- _Page text_:
A pink, bumpy fish the size of a hand drifted into camera view more than 3,200 meters below the surface off Central California. Researchers later confirmed it as the bumpy snailfish, one of three newly described deep-sea snailfishes from the abyssal seafloor of Monterey Canyon, according to Phys.org.

The specimen was filmed and collected during 2019 dives that used MBARI’s remotely operated vehicle Doc Ricketts and the crewed submersible Alvin.

A side profile of a bumpy snailfish showing its elongated body, translucent fins, and rough-textured head while floating in deep water.

Photo: YouTube / MBARI (Monterey Bay Aquarium Research Institute)
The bumpy snailfish was discovered over 10,000 feet deep in Monterey Canyon.

Three New Faces: Bumpy, Dark, and Sleek

The new trio includes the pink bumpy snailfish (Careproctus colliculi), plus two black relatives: the dark snailfish (Careproctus yanceyi) and the sleek snailfish (Paraliparis em). All were found thousands of meters down, with the two black species collected on a single Alvin dive at Station M, a long-running abyssal research site. Their diagnostic traits were teased apart with genetics, microscopy, and micro-CT scanning, Phys.org reports. Photo: YouTube / MBARI (Monterey Bay Aquarium Research Institute)

Why the Bumpy Snailfish Stands Out

Video shows the bumpy snailfish maneuvering with unusually expressive pectoral fin rays—22 in total—while sporting a round head, large eyes, and a distinctive pebbled texture. Color matters less where sunlight never reaches, so its bubble-gum hue contrasts sharply with its inky neighbors without affecting survival, IFLScience explains. The dark species carries a fully black body and rounded head, while the sleek species lacks a suction disk and has a long, laterally compressed shape—traits that helped confirm all three as new to science.

 

A Family Built for Pressure

Snailfishes (family Liparidae) thrive from tide pools to trenches and include the world’s deepest-dwelling fishes. Typical features include gelatinous bodies, loose skin, and, in many species, a belly disk used to cling to rocks or even hitchhike on other animals, Britannica reports. That wide ecological spread lets scientists compare close relatives across extreme depth gradients, sharpening questions about how bones, muscles, and sensory systems function under crushing pressure and near-freezing temperatures.

- _Records from a data collection_:
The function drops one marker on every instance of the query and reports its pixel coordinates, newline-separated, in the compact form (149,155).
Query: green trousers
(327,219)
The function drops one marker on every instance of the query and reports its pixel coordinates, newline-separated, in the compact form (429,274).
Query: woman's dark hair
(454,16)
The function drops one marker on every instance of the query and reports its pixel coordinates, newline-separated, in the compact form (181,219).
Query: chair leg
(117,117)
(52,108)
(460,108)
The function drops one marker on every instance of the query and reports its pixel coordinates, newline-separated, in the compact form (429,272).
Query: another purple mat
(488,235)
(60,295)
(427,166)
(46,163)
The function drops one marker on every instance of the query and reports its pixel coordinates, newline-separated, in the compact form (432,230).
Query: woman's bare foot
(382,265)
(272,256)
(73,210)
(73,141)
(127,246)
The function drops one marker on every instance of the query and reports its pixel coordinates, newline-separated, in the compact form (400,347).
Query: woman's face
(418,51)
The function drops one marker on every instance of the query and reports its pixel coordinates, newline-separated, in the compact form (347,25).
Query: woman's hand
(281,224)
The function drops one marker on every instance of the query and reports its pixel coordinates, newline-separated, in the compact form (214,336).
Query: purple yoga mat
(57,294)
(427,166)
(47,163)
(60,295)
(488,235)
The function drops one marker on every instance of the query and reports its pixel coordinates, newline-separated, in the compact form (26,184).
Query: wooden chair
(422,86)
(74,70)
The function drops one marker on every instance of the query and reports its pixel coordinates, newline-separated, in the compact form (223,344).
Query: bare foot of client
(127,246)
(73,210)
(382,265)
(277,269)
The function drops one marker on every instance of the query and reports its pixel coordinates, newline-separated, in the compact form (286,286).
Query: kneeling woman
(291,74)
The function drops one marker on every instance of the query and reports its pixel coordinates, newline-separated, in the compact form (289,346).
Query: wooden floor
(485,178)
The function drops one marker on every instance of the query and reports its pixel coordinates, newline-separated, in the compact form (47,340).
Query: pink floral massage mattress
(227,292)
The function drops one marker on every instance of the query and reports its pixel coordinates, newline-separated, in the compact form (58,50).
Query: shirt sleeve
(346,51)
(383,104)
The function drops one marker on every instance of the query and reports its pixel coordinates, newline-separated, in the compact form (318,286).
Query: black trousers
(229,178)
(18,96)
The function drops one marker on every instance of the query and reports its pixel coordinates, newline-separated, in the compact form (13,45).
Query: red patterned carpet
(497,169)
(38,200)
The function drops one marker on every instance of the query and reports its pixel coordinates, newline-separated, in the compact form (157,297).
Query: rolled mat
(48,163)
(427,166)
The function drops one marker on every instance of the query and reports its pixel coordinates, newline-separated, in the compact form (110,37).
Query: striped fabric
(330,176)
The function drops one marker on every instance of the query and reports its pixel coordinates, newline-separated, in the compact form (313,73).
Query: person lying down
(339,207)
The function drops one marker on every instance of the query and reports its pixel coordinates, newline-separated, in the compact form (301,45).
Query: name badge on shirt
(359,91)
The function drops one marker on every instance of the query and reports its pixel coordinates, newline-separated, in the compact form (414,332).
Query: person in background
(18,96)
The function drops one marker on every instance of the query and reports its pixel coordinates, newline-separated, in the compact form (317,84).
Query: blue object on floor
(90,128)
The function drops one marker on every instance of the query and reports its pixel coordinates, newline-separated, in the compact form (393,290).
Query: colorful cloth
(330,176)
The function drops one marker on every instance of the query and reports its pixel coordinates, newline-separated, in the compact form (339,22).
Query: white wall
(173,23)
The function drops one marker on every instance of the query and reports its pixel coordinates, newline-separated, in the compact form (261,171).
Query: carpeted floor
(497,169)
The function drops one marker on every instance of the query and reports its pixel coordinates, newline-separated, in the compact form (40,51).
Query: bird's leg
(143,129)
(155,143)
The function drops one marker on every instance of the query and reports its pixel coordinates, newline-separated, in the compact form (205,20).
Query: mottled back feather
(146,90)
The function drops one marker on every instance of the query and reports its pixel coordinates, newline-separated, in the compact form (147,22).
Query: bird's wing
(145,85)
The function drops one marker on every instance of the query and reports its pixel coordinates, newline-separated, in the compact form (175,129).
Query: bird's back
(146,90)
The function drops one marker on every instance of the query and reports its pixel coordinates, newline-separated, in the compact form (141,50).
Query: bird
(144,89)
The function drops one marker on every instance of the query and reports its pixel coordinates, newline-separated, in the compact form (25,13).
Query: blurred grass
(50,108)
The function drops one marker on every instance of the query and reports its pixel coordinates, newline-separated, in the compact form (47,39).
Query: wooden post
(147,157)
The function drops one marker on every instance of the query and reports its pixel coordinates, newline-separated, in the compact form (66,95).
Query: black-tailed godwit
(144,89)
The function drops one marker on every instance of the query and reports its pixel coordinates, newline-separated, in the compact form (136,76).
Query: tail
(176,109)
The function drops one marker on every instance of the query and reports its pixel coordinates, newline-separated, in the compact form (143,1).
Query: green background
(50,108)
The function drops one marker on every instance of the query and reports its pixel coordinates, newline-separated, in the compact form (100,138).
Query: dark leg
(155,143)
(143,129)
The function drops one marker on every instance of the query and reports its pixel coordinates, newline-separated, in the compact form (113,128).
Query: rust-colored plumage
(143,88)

- _Directions_: Retype the stretch of the snailfish article from "The specimen was" through "in deep water.", word for word. Use only the article on the new snailfish species, not the records.

- _Output of the task_:
The specimen was filmed and collected during 2019 dives that used MBARI’s remotely operated vehicle Doc Ricketts and the crewed submersible Alvin.

A side profile of a bumpy snailfish showing its elongated body, translucent fins, and rough-textured head while floating in deep water.